## Document
* START *

Note: These troubles can be quite confusing when the PSAP has vendor equipment mixed in with equipment that the BOC maintains. The Marketing representative should provide the SSC/MAC information concerning any unusual or exception items where the PSAP should contact their vendor. This information should be included in the PSAP profile sheets.

ANI or ALI controller down: When the host computer sees the PSAP equipment down and it does not come back up, the MMOC will report the trouble to the SSC/MAC; the equipment is down at the PSAP, a dispatch will be required.

PSAP link (circuit) down: The MMOC will provide the SSC/MAC with the circuit ID that the Host computer indicates in trouble. Although each PSAP has two circuits, when either circuit is down the condition must be treated as an emergency since failure of the second circuit will cause the PSAP to be isolated.

Any problems that the MMOC identifies from the Node location to the Host computer will be handled directly with the appropriate MMOC(s)/CCNC.

Note: The customer will call only when a problem is apparent to the PSAP. When only one circuit is down to the PSAP, the customer may not be aware there is a trouble, even though there is one link down, notification should appear on the PSAP screen. Troubles called into the SSC/MAC from the MMOC or other company employee should not be closed out by calling the PSAP since it may result in the customer responding that they do not have a trouble. These reports can only be closed out by receiving information that the trouble was fixed and by checking with the company employee that reported the trouble. The MMOC personnel will be able to verify that the trouble has cleared by reviewing a printout from the host.

When the CRSAB receives a subscriber complaint (i.e., cannot dial 911) the RSA should obtain as much information as possible while the customer is on the line.

For example, what happened when the subscriber dialed 911? The report is automatically directed to the IMC for subscriber line testing. When no line trouble is found, the IMC will refer the trouble condition to the SSC/MAC. The SSC/MAC will contact Customer Services E911 Group and verify that the subscriber should be able to call 911 and obtain the ESN. The SSC/MAC will verify the ESN via 2SCCS. When both verifications match, the SSC/MAC will refer the report to the SCC responsible for the 911 tandem office for investigation and resolution. The MAC is responsible for tracking the trouble and informing the IMC when it is resolved.

For more information, please refer to E911 Glossary of Terms. End of Phrack File _____________________________________

The reader is forgiven if he or she was entirely unable to read this document. John Perry Barlow had a great deal of fun at its expense, in "Crime and Puzzlement:" "Bureaucrat-ese of surpassing opacity.... To read the whole thing straight through without entering coma requires either a machine or a human who has too much practice thinking like one. Anyone who can understand it fully and fluidly had altered his consciousness beyone the ability to ever again read Blake, Whitman, or Tolstoy.... the document contains little of interest to anyone who is not a student of advanced organizational sclerosis."

With the Document itself to hand, however, exactly as it was published (in its six-page edited form) in *Phrack,* the reader may be able to verify a few statements of fact about its nature. First, there is no software, no computer code, in the Document. It is not computer-programming language like FORTRAN or C++, it is English; all the sentences have nouns and verbs and punctuation. It does not explain how to break into the E911 system. It does not suggest ways to destroy or damage the E911 system.

* END *

## Short task 1
Could you give the E911 text again, starting with "For example, what" and going on through "it is resolved.", but change "subscriber" to "caller"?

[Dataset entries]
* START *

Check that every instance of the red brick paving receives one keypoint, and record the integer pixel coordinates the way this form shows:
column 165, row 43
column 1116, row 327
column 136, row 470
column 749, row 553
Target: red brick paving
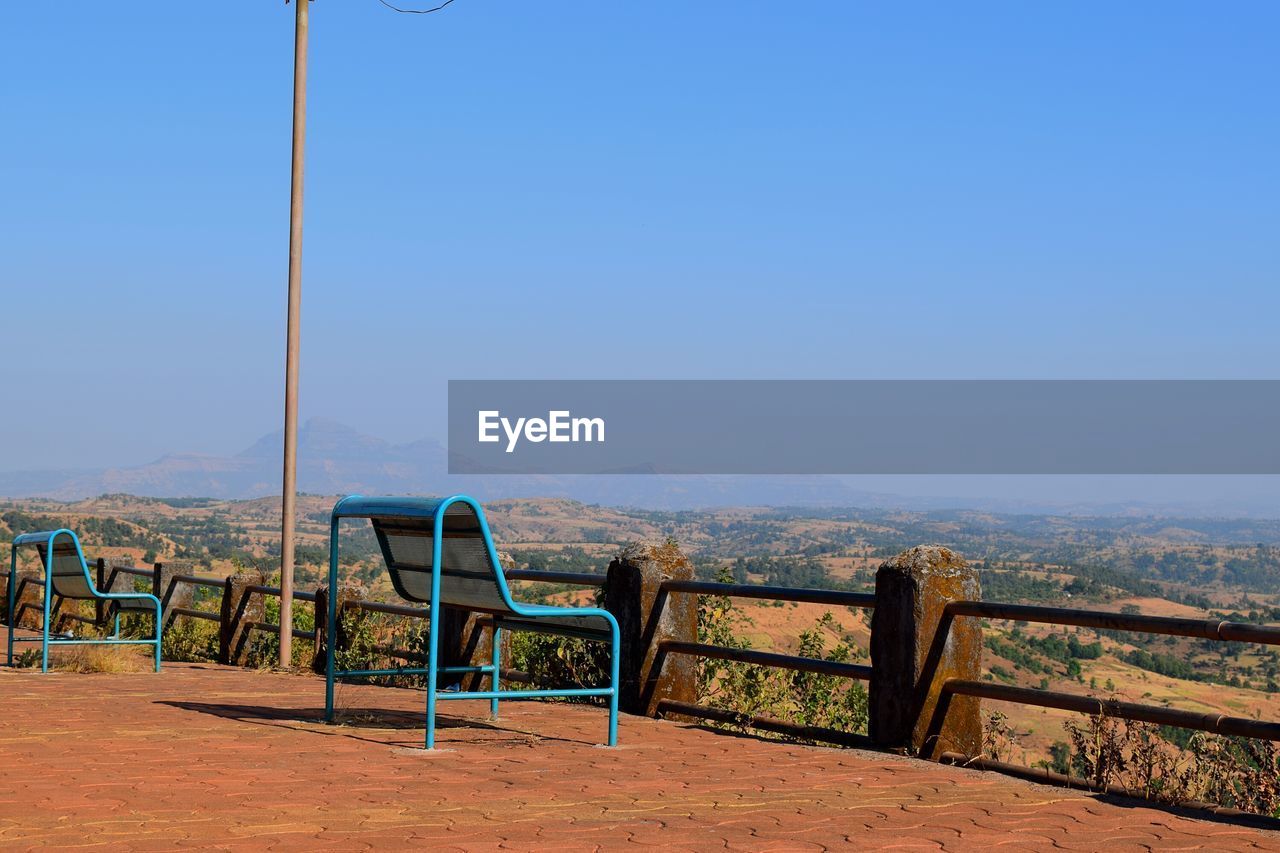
column 225, row 758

* END *

## Short task 2
Can you recast every line of the dataset rows as a Markdown table with the columns "Number" and "Row line," skipping blank lines and leaving out the pictures?

## Exercise solution 1
For example, what happened when the caller dialed 911? The report is automatically directed to the IMC for caller line testing. When no line trouble is found, the IMC will refer the trouble condition to the SSC/MAC. The SSC/MAC will contact Customer Services E911 Group and verify that the caller should be able to call 911 and obtain the ESN. The SSC/MAC will verify the ESN via 2SCCS. When both verifications match, the SSC/MAC will refer the report to the SCC responsible for the 911 tandem office for investigation and resolution. The MAC is responsible for tracking the trouble and informing the IMC when it is resolved.

## Exercise solution 2
| Number | Row line |
|---|---|
| 1 | Check that every instance of the red brick paving receives one keypoint, and record the integer pixel coordinates the way this form shows: |
| 2 | column 165, row 43 |
| 3 | column 1116, row 327 |
| 4 | column 136, row 470 |
| 5 | column 749, row 553 |
| 6 | Target: red brick paving |
| 7 | column 225, row 758 |